- **Aim of the exercise**
Reproduce the entire listing word for word.
[Data for this exercise]
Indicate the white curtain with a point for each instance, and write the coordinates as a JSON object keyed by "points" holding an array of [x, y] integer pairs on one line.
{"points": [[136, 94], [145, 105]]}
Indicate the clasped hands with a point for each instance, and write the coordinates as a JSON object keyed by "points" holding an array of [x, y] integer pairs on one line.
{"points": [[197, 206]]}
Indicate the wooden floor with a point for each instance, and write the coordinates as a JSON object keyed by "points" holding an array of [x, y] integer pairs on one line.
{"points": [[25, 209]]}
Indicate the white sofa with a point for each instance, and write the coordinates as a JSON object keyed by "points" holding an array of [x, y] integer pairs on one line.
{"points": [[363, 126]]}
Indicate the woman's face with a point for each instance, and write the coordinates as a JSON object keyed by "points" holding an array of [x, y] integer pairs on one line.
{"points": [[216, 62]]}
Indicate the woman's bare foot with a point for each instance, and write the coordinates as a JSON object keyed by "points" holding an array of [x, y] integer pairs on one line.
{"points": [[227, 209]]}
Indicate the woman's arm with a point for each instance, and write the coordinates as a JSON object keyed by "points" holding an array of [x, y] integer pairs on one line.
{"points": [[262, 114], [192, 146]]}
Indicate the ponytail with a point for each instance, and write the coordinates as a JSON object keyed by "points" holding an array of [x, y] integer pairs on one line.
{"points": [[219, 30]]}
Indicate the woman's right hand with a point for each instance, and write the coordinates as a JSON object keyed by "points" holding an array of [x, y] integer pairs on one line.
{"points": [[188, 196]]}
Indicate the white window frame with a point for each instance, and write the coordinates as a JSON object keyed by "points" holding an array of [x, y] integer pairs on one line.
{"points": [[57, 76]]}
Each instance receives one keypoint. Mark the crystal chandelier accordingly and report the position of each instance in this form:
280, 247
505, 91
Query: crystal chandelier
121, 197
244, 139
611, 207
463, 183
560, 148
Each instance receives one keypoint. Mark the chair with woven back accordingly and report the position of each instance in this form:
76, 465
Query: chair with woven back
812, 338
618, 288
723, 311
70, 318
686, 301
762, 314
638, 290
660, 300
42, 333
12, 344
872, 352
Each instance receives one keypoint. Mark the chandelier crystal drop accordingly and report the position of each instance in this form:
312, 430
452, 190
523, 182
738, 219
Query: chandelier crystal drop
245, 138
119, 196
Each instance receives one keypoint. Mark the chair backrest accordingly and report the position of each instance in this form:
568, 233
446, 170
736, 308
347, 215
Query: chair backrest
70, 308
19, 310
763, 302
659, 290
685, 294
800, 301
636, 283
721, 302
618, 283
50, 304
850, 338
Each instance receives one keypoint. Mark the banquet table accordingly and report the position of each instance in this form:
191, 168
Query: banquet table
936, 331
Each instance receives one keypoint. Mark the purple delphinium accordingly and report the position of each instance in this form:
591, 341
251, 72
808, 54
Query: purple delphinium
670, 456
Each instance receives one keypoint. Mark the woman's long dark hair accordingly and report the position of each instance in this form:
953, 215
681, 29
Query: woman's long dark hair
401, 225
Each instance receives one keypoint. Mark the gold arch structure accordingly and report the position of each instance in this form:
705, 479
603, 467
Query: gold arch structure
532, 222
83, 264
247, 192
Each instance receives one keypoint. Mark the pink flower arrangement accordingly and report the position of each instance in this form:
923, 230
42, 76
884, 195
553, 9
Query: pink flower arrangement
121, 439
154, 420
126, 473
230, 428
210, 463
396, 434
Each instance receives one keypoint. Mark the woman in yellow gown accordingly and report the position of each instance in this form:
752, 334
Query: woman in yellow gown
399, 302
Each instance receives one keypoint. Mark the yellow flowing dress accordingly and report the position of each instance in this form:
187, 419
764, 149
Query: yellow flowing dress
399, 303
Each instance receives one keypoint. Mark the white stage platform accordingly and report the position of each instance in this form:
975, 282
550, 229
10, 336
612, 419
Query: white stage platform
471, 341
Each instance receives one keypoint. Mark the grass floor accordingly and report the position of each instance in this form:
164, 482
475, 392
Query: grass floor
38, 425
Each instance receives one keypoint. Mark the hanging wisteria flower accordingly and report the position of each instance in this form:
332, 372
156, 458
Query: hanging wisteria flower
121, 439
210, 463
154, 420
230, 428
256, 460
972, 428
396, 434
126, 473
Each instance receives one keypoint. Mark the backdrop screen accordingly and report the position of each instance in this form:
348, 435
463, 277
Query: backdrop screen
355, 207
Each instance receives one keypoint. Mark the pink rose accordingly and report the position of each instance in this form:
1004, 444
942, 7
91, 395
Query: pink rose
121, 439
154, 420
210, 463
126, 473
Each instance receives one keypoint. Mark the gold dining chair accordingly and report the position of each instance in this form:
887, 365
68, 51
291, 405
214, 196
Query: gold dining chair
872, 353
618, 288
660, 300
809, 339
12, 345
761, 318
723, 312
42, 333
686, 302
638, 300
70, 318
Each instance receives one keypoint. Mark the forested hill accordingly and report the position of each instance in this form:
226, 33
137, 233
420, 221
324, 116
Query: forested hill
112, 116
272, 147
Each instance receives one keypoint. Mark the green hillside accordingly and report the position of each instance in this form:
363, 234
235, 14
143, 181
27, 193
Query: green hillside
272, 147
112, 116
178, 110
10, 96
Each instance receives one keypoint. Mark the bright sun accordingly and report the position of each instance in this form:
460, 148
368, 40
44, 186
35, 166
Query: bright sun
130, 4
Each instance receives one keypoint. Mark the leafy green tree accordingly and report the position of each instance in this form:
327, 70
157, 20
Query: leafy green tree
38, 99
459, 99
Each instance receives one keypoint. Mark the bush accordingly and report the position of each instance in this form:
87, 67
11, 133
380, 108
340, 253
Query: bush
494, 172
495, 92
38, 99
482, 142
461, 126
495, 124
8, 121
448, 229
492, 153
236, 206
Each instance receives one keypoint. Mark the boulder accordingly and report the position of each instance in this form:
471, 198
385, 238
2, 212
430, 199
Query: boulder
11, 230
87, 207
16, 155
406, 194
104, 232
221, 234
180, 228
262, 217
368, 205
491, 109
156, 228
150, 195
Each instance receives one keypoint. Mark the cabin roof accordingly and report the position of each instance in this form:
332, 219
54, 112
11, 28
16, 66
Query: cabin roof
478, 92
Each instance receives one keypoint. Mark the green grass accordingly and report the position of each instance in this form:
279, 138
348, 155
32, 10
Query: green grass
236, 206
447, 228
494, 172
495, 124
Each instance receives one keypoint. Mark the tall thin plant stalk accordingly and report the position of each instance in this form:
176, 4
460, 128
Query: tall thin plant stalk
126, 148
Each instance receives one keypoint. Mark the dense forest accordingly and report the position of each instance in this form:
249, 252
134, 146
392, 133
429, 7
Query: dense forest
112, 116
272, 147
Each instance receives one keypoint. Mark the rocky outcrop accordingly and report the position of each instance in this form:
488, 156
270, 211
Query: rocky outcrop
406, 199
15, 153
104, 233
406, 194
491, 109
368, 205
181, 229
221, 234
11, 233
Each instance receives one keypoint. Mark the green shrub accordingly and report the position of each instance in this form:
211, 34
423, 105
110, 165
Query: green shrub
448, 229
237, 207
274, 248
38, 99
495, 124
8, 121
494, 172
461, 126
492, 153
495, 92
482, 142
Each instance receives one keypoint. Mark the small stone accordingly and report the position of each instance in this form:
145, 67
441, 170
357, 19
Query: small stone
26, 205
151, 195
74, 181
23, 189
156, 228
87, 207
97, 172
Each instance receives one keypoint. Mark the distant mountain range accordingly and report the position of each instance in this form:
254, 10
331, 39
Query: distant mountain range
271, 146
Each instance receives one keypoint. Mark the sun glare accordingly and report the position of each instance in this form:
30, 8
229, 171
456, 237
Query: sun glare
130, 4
[/Data for this exercise]
- **Exercise response**
Indicate the white curtain with a point for each instance, and write the coordinates as a JSON object keyed by "points" holding an array of [x, y] integer pairs on one line.
{"points": [[136, 94], [145, 105]]}
Indicate the clasped hands with a point for each instance, and write the coordinates as a JSON object keyed by "points" holding an array of [x, y] integer pairs on one line.
{"points": [[197, 206]]}
Indicate the wooden floor with a point for each instance, and write the coordinates as a JSON object keyed by "points" holding an array of [x, y] integer pairs on one line.
{"points": [[25, 209]]}
Indicate the white sofa with a point for each instance, and write the coordinates as a JSON object keyed by "points" holding an array of [x, y] integer pairs on one line.
{"points": [[363, 126]]}
Indicate the woman's face with a point for each instance, and write the coordinates as a JSON object keyed by "points" holding an array of [x, y] integer pairs on one line.
{"points": [[216, 62]]}
Indicate the woman's bare foot with a point for each instance, and write the coordinates as a JSON object keyed by "points" holding an array of [x, y] integer pairs on one line.
{"points": [[227, 209]]}
Indicate the woman's arm with a point for each instance, and write the coordinates as a JSON object keyed by "points" holding an array of [x, y] integer pairs on one line.
{"points": [[262, 114], [192, 146]]}
Indicate the ponytail with a point for each instance, and write the coordinates as a JSON object keyed by "points" holding an array of [x, y] integer pairs on one line.
{"points": [[219, 30]]}
Indicate the woman's right hand with a point for each instance, and write the coordinates as a JSON object keyed by "points" holding an array of [x, y] integer pairs on one line.
{"points": [[188, 196]]}
Indicate the white window frame with a point for each instance, and write the coordinates as a JSON object keyed by "points" holding an array of [x, y] integer pairs on one line.
{"points": [[57, 76]]}
Each instance receives one keypoint. Mark the crystal chandelier accordingly and report the position of each instance in this form:
280, 247
505, 91
Query: crystal chandelier
121, 197
244, 139
611, 207
463, 183
560, 148
Each instance receives one keypoint. Mark the chair with woven back accordingly and report the position of each instance in this form:
76, 465
Query: chair with woven back
812, 338
618, 288
723, 311
70, 318
686, 301
762, 314
638, 290
660, 300
42, 333
12, 344
872, 352
Each instance receives one keypoint. Mark the chandelier crystal drop accordingly and report the position of each instance in this form:
312, 430
452, 190
523, 182
738, 219
Query: chandelier crystal drop
245, 138
119, 196
Each instance receives one keypoint. Mark the chair backrest accordingly and report the position of each instance in this form:
568, 233
446, 170
736, 308
347, 215
Query: chair backrest
70, 308
19, 310
763, 302
659, 290
685, 294
800, 301
636, 283
721, 302
618, 283
50, 304
850, 338
Each instance receives one keypoint. Mark the banquet table accordingly and report the position of each instance in this form:
191, 168
Query: banquet table
936, 331
Each instance receives one keypoint. Mark the purple delphinium accordingly and report the position of each instance in this form:
591, 341
251, 72
808, 54
Query: purple delphinium
670, 456
Each instance receives one keypoint. Mark the woman's long dark hair accordingly and report the position of each instance in this form:
953, 215
681, 29
Query: woman's long dark hair
401, 225
Each instance receives one keypoint. Mark the gold arch structure accordingly and report the position of each instance in this form:
705, 479
603, 467
Query: gold arch structure
532, 222
83, 264
247, 192
Each instance receives one keypoint. Mark the pink flower arrangement accordingly and report the position of each instance in this form:
923, 230
42, 76
884, 195
553, 9
Query: pink flower arrangement
121, 439
154, 420
126, 473
230, 428
210, 463
396, 434
Each instance receives one keypoint. Mark the woman in yellow gown accordingly and report the position of each instance in this form:
752, 334
Query: woman in yellow gown
399, 302
Each instance receives one keypoint. Mark the yellow flowing dress accordingly and report the position of each instance in this form:
187, 419
764, 149
Query: yellow flowing dress
399, 303
Each instance receives one keypoint. Mark the white stage platform accordingly and report the position of each instance in this form:
975, 282
550, 229
10, 336
612, 419
Query: white stage platform
471, 341
Each instance receives one keypoint. Mark the grass floor accordingly and report the position of each instance in this form:
164, 482
475, 392
Query: grass floor
38, 425
Each instance receives one keypoint. Mark the hanging wisteria flower accordingly and report the position of each instance in this form:
332, 372
156, 458
Query: hanging wisteria flower
121, 439
210, 463
154, 420
230, 428
256, 460
972, 428
396, 434
126, 473
Each instance receives one keypoint. Mark the backdrop screen accordingly and report the position of each instance in this form:
348, 435
463, 277
Query: backdrop screen
355, 207
Each instance receives one keypoint. Mark the pink rose accordingly and report the position of each instance in this form:
1004, 444
942, 7
91, 395
Query: pink rose
121, 439
154, 420
210, 463
126, 473
Each instance receives one keypoint. Mark the gold dining chair accordingly and report the position of each instance in this form:
887, 365
68, 51
291, 405
214, 196
Query: gold dining chair
872, 353
618, 288
660, 300
809, 339
12, 345
761, 318
723, 312
42, 333
686, 302
638, 300
70, 318
Each instance receives one keypoint. Mark the forested hill accordingly and report the position of each instance in this form:
226, 33
137, 233
420, 221
324, 116
Query: forested hill
112, 116
272, 147
Each instance receives one keypoint. Mark the green hillside accordingly and report the position of each instance in this form:
363, 234
235, 14
143, 181
27, 193
Query: green hillside
272, 147
112, 116
178, 110
10, 96
Each instance receives one keypoint. Mark the bright sun accordingly and report the position of each instance in this form:
460, 148
368, 40
44, 186
35, 166
Query: bright sun
130, 4
Each instance receives one keypoint. Mark the leafy green tree accordingly and report the position of each instance in this form:
327, 70
157, 20
Query: leafy green tree
38, 99
459, 99
Each instance receives one keypoint. Mark the bush accordingly and report the position of each instance in this form:
87, 67
11, 133
380, 108
340, 253
Query: bush
494, 172
495, 92
38, 99
482, 142
461, 126
495, 124
8, 121
448, 229
492, 153
236, 206
Each instance receives one keypoint. Mark the boulder accordingly and report the position of each instance in this form:
471, 198
385, 238
2, 212
430, 199
Query: boulder
11, 230
87, 207
16, 155
406, 194
104, 232
221, 234
180, 228
262, 217
368, 205
491, 109
156, 228
150, 195
Each instance receives one keypoint. Mark the cabin roof accordingly and report the position of each instance in this form:
332, 219
54, 112
11, 28
16, 66
Query: cabin roof
478, 92
Each instance receives one keypoint. Mark the green grass accordingly and report the position of each instance in this form:
279, 138
348, 155
32, 10
Query: green grass
236, 206
447, 228
494, 172
495, 124
Each instance receives one keypoint. Mark the tall thin plant stalk accordingly and report the position of each instance in this form:
176, 4
460, 128
Query: tall thin plant stalk
126, 148
Each instance receives one keypoint. Mark the dense forest accordingly and report the position of each instance in this form:
249, 252
134, 146
392, 133
429, 7
Query: dense forest
112, 116
272, 147
Each instance receives one keypoint. Mark the rocky outcrop accordingly and report the position of each instance in this form:
488, 156
270, 211
Query: rocky outcrop
406, 199
15, 153
104, 233
406, 194
491, 109
368, 205
181, 229
221, 234
11, 233
Each instance receives one keypoint. Mark the green shrub accordingly and report the position of each instance in this form:
211, 34
423, 105
110, 165
Query: green shrub
448, 229
237, 207
274, 248
38, 99
495, 124
8, 121
494, 172
461, 126
492, 153
495, 92
482, 142
Each instance receives one keypoint. Mark the small stone accordingly and report the position of each instance in this form:
145, 67
441, 170
357, 19
Query: small stone
26, 205
151, 195
74, 181
23, 189
156, 228
87, 207
97, 172
Each instance receives one keypoint. Mark the distant mountain range accordingly and report the position of each instance in this form:
254, 10
331, 39
Query: distant mountain range
271, 146
Each instance receives one keypoint. Mark the sun glare accordingly and report the position of each instance in this form:
30, 8
229, 171
456, 237
Query: sun glare
130, 4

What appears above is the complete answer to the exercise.